▶ **所附文本**:
◆ ◆ ◆ ◆ ◆ ◆ ◆
由此可見，經過 avformat_find_stream_info 的處理，我們可以拿到媒體資源的封裝格式、總時長、總碼率了。此外 pFormatCtx->streams 是一個 AVStream 指針的數組，裡面包含了媒體資源的每一路流信息，數組的大小為 pFormatCtx->nb_streams。

AVStream 結構體中關鍵的成員包括：

AVCodecContext *codec; // 記錄了該碼流的編碼信息
int64_t start_time; // 第一幀的時間戳
int64_t duration; // 該碼流的時長
int64_t nb_frames; // 該碼流的總幀數
AVDictionary *metadata; // 一些文件信息頭，key/value 字元串
AVRational avg_frame_rate; // 平均幀率

這裡可以拿到平均幀率。
◆ ◆ ◆ ◆ ◆ ◆ ◆
▶ **任務清單**:
1. 根據所附文本回答：
(a) 經過 avformat_find_stream_info 處理後，可以拿到媒體資源的哪三項信息？
(b) pFormatCtx->streams 數組的大小是什麼？
(c) AVStream 結構體中，哪個成員記錄第一幀的時間戳？
2. 請返回記錄中所有含有字串"foliage"的行。
以下記錄與所附文本毫無關聯。

▶ **記錄清單**:
◆ ◆ ◆ ◆ ◆ ◆ ◆
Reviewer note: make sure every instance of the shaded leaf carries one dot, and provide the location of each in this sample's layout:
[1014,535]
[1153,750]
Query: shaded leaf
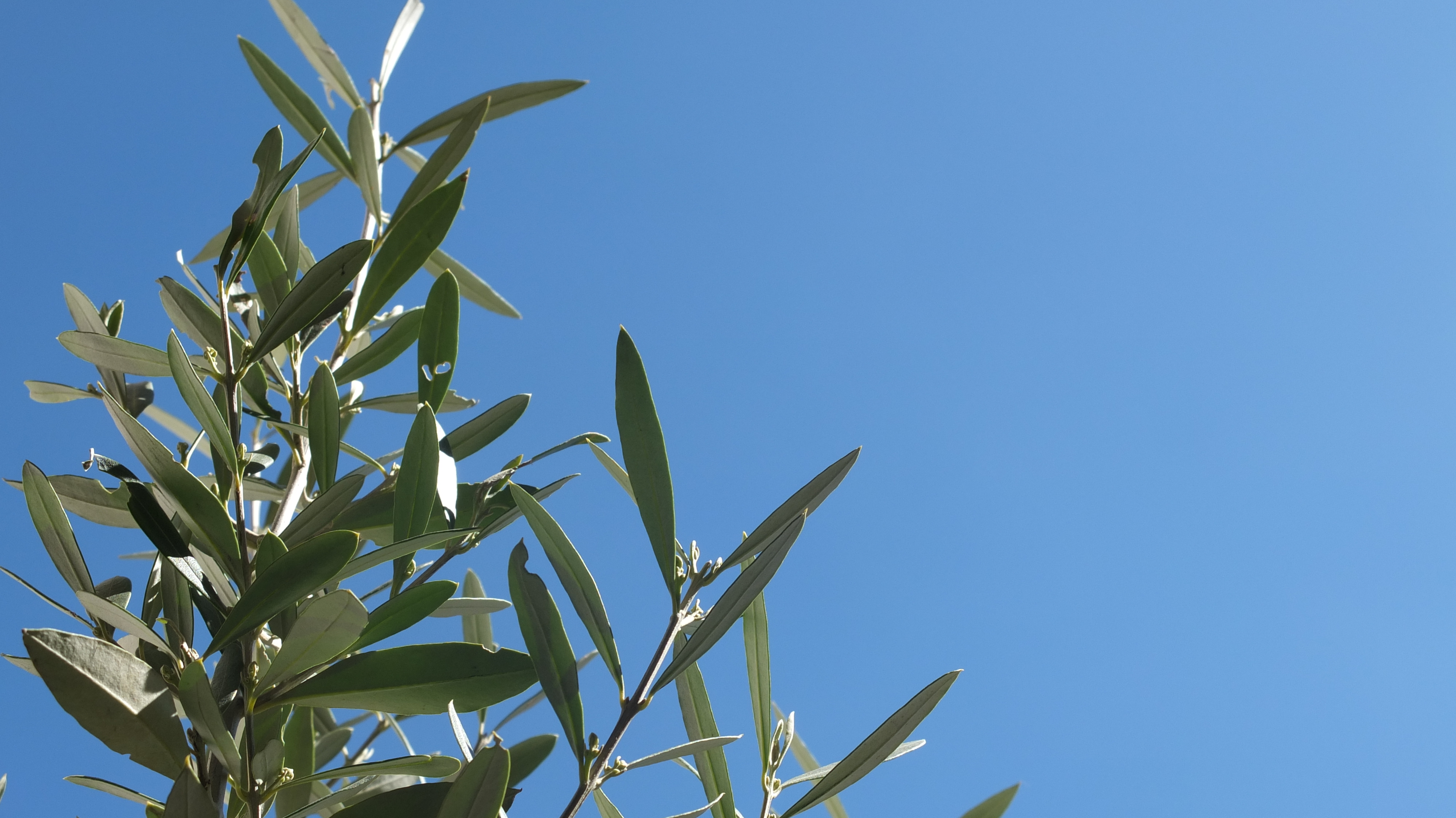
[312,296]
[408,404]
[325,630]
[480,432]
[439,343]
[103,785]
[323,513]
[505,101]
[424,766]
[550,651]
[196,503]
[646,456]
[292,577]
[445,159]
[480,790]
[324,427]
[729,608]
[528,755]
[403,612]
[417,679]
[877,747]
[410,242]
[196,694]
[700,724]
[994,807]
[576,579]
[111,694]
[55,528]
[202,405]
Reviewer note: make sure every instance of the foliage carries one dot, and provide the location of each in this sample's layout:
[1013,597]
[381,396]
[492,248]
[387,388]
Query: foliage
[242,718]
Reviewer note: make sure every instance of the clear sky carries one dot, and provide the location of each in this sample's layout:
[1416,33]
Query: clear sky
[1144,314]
◆ ◆ ◆ ◆ ◆ ◆ ◆
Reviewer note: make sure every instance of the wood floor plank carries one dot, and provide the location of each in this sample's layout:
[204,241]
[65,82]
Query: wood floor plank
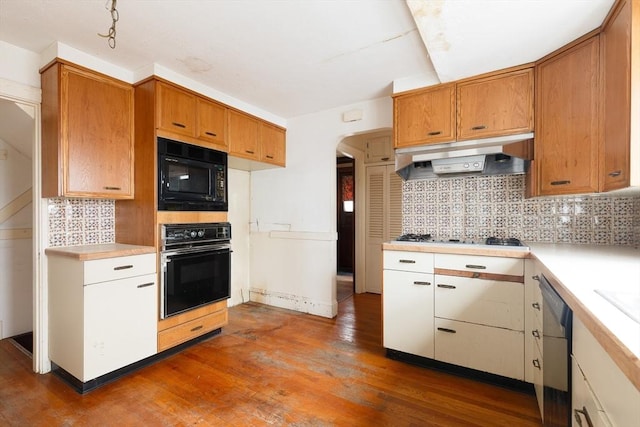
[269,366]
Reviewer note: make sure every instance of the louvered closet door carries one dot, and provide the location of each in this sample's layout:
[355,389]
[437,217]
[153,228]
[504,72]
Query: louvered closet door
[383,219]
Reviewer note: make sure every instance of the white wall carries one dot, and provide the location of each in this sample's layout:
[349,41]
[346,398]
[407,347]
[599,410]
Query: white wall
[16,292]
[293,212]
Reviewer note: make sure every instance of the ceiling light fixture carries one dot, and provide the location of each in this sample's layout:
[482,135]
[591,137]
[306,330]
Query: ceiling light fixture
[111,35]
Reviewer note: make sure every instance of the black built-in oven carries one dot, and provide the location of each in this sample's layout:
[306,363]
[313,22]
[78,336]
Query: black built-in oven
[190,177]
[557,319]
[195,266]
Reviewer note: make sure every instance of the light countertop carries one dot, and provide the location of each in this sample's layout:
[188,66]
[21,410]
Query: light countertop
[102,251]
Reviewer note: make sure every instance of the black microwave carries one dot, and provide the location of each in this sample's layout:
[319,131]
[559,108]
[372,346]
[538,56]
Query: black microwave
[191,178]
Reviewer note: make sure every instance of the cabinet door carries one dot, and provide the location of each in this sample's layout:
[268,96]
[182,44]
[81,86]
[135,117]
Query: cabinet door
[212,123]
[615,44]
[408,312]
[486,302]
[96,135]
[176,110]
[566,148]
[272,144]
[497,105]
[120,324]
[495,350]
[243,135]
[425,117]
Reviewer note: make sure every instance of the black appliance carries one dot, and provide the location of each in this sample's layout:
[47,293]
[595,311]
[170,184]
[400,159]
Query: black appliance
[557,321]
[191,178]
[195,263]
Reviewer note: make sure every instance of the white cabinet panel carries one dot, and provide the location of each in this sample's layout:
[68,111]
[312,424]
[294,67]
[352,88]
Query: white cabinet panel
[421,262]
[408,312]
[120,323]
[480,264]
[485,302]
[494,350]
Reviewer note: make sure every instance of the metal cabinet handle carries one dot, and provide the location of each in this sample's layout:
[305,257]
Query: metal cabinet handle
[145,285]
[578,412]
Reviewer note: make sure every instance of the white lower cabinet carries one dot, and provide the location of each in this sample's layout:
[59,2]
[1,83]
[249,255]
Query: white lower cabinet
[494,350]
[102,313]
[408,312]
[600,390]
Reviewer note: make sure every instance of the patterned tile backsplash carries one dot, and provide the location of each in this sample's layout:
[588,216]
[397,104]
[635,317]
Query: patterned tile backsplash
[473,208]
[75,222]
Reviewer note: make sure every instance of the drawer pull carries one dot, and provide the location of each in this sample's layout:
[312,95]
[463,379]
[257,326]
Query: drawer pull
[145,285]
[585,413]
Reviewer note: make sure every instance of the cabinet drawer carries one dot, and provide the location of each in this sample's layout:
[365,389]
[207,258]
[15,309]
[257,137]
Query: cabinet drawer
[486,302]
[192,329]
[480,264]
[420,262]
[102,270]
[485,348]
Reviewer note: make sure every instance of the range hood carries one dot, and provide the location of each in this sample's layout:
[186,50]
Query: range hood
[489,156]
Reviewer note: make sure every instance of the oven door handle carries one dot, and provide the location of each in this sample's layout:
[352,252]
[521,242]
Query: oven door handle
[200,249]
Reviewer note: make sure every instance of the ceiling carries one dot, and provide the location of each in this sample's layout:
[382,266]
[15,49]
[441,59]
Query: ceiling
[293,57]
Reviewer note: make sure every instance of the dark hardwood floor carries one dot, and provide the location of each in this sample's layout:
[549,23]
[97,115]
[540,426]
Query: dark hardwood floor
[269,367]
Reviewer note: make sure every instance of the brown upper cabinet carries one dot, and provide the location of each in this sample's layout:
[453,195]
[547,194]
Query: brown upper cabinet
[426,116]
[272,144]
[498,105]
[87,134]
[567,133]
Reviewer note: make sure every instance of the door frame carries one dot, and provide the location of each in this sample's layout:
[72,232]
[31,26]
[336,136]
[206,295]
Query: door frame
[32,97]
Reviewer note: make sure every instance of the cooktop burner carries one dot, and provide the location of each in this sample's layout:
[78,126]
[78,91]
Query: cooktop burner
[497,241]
◆ ◆ ◆ ◆ ◆ ◆ ◆
▶ **已解題目**:
1.
(a) 封裝格式、總時長、總碼率。
(b) pFormatCtx->nb_streams。
(c) start_time。

2.
Reviewer note: make sure every instance of the foliage carries one dot, and provide the location of each in this sample's layout:
Query: foliage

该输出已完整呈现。